_Aim:_ Every line from the one with "Guideline: the keypoint for each instance of the rear side" through the end of the records below should be restated word for word, and nothing outside that span.

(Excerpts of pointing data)
═══
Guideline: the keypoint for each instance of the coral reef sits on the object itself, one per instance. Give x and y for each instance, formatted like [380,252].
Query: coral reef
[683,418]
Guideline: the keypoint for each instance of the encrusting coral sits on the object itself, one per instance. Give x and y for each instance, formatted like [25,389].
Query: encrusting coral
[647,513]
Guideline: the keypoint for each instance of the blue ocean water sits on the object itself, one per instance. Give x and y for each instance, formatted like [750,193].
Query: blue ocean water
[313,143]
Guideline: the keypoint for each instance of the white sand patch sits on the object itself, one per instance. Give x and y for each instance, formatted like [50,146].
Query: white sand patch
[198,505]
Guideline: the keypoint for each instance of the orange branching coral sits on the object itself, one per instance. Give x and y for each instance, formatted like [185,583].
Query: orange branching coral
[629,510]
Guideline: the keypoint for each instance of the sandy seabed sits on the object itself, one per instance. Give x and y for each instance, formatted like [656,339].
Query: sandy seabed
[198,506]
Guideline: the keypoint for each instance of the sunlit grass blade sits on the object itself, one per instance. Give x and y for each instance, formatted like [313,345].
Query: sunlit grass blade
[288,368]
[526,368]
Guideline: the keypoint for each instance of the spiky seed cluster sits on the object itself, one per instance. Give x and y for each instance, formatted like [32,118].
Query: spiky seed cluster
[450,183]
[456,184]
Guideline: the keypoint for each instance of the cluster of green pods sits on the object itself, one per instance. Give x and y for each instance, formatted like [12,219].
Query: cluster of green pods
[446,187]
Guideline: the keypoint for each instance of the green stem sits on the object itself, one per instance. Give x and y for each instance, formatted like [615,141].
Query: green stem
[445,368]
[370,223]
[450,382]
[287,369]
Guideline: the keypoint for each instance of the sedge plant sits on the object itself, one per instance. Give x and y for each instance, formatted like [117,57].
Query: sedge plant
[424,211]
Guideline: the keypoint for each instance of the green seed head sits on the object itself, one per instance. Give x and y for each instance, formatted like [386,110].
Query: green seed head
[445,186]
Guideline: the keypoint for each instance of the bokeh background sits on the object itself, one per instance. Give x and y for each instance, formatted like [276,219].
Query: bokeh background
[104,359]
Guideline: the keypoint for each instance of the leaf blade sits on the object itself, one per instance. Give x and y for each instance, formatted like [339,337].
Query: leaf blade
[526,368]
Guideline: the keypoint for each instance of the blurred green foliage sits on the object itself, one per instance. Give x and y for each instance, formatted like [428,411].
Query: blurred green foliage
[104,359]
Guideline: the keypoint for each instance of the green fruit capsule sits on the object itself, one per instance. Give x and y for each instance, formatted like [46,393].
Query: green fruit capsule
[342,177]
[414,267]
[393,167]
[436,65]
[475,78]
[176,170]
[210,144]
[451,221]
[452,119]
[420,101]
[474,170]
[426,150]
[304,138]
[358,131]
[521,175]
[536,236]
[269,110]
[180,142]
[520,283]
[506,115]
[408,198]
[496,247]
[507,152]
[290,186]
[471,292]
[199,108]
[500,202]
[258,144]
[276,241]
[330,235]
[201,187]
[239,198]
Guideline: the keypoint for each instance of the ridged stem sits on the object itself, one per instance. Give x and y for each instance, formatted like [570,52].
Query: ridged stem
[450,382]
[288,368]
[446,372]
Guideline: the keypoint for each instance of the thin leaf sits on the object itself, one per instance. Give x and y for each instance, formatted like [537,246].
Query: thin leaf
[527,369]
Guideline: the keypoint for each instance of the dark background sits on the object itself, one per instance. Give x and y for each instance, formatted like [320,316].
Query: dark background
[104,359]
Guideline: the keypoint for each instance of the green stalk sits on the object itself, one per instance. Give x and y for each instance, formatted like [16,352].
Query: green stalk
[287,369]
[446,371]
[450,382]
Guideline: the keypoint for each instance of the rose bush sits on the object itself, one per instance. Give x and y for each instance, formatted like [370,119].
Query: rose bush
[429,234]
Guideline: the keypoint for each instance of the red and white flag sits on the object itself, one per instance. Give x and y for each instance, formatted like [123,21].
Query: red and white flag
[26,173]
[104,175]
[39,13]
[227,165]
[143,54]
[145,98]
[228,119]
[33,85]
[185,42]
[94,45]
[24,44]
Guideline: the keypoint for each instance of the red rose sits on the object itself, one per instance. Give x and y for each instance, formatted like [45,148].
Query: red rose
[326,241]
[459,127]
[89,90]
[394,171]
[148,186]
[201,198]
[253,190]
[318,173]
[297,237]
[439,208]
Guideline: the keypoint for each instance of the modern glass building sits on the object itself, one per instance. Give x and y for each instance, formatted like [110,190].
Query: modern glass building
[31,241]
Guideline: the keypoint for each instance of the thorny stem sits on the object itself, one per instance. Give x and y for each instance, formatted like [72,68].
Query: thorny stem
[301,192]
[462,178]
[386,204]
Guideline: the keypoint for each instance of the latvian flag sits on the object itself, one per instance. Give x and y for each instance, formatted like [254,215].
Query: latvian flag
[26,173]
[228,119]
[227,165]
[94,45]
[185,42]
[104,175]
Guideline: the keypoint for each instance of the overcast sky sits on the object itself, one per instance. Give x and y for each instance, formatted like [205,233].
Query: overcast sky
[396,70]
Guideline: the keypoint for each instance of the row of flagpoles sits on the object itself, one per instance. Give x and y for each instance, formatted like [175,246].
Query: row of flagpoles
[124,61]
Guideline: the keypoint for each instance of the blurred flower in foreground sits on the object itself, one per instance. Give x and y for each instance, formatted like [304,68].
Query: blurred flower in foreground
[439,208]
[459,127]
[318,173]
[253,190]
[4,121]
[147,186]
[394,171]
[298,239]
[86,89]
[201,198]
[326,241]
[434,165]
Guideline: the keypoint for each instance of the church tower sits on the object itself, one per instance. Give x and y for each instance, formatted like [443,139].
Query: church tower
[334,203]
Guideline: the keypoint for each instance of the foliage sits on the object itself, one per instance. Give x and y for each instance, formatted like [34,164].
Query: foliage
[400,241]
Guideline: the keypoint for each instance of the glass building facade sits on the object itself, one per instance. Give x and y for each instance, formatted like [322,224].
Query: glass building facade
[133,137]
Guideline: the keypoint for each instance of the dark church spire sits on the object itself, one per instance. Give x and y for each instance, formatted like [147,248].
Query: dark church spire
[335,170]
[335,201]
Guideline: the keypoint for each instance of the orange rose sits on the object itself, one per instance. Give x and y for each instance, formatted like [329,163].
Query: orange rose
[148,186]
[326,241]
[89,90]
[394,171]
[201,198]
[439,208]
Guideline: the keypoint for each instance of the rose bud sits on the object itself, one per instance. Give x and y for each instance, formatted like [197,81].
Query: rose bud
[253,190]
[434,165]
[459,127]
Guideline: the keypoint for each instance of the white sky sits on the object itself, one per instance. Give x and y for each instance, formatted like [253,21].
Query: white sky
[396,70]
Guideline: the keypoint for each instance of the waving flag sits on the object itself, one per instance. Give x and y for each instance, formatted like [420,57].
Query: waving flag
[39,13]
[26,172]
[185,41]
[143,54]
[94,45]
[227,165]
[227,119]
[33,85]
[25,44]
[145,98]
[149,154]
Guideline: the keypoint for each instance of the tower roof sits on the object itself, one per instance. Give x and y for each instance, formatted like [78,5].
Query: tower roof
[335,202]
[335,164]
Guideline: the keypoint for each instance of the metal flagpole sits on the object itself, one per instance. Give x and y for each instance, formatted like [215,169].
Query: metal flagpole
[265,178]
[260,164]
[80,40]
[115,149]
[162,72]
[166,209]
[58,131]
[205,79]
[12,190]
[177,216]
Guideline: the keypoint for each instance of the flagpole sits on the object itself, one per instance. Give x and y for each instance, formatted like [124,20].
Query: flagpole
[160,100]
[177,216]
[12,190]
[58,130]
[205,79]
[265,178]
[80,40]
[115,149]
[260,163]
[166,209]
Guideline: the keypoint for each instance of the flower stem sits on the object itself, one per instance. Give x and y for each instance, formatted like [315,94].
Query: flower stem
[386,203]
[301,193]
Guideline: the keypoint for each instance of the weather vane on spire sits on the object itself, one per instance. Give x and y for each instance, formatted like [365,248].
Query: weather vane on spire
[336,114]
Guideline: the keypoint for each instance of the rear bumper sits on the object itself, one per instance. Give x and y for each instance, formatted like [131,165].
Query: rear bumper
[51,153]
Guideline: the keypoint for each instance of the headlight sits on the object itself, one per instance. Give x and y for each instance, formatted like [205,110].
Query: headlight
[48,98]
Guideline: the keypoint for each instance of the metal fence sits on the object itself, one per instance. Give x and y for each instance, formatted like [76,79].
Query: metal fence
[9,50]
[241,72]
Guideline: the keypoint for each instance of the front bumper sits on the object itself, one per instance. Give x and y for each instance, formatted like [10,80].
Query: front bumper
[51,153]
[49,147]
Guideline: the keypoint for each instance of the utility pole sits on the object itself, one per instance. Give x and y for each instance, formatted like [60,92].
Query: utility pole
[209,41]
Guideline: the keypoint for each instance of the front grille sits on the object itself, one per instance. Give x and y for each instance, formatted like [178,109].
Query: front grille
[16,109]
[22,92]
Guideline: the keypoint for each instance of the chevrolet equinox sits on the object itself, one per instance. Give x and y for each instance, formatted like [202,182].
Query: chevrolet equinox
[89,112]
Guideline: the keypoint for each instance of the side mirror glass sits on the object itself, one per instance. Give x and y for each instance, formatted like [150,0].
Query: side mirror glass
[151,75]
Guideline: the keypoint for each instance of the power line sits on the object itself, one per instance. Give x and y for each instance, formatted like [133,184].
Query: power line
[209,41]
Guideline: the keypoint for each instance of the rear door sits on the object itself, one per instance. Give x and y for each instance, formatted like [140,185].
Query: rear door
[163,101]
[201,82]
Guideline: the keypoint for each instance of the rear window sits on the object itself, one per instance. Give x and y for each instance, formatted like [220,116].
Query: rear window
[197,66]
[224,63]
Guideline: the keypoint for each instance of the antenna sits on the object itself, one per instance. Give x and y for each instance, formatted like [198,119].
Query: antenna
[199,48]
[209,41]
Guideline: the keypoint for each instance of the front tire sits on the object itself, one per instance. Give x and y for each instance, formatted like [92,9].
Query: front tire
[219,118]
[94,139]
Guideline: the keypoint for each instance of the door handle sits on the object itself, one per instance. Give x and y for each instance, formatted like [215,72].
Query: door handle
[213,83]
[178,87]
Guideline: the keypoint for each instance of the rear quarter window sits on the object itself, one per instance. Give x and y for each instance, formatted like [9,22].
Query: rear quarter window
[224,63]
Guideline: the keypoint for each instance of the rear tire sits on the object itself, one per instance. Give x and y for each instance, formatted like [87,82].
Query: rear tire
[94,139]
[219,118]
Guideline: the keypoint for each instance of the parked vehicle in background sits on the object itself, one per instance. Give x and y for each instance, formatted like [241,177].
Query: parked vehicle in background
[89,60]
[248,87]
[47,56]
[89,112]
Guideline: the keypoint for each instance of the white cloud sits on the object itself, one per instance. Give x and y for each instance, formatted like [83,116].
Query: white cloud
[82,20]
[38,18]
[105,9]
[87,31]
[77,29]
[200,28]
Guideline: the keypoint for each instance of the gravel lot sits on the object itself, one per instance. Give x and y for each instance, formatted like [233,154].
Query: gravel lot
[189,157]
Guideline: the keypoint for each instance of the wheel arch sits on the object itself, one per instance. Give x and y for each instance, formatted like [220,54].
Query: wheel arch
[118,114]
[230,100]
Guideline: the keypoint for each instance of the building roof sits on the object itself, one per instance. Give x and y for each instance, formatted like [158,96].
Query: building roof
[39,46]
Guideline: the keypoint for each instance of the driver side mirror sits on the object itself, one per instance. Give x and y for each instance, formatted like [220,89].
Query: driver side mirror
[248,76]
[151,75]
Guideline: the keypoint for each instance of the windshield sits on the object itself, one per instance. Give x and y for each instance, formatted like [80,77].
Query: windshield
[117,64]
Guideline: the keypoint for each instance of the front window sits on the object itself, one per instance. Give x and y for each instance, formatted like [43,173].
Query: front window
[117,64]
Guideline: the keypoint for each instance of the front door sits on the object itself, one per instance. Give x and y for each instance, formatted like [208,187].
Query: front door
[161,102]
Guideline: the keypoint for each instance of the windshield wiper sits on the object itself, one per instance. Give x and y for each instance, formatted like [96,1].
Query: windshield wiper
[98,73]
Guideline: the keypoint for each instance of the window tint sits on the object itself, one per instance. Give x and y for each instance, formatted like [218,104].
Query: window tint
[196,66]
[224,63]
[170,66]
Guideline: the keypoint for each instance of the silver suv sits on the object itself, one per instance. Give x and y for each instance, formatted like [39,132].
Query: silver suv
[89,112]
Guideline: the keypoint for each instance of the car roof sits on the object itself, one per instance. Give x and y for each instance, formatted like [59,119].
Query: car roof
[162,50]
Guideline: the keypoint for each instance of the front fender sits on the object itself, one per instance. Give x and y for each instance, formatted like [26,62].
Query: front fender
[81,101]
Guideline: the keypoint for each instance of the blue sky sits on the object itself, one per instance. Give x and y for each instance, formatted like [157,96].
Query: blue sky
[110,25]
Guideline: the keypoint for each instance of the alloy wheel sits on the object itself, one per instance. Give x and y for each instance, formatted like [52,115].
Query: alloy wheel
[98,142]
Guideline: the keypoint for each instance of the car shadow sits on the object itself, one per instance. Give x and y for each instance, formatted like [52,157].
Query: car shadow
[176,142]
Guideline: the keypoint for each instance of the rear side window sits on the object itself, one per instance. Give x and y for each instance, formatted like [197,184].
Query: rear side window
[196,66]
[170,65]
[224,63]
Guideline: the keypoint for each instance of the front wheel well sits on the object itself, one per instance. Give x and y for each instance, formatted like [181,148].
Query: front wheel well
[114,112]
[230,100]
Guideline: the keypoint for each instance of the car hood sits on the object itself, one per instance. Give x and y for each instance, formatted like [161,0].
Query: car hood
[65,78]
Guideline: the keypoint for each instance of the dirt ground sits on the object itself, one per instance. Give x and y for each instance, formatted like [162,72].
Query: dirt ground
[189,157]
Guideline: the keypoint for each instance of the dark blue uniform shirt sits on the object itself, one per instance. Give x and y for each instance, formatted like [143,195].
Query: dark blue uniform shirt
═══
_Solution to the problem:_
Guideline: the keypoint for each instance of the rear side window sits on the object itself, one per instance. Give x and y for each instance, formatted like [197,184].
Query: rear side window
[196,66]
[170,65]
[224,63]
Guideline: the keypoint for each instance of the front wheel well sits on the object itself, one per instance. Give x and y for each instance, formatted like [181,148].
Query: front wheel well
[114,112]
[230,100]
Guideline: the keypoint for each instance of the car hood sits on the object itself, one per instance. Give x and y for each instance, formatted like [161,0].
Query: car hood
[65,78]
Guideline: the keypoint for each instance of the dirt ground sits on the object itself, one per instance. Give x and y for each instance, formatted like [162,72].
Query: dirt ground
[189,157]
Guideline: the keypoint for each instance of the dark blue uniform shirt sits on the object itself, one per instance. Give x and y for each instance, formatted like [143,195].
Query: dark blue uniform shirt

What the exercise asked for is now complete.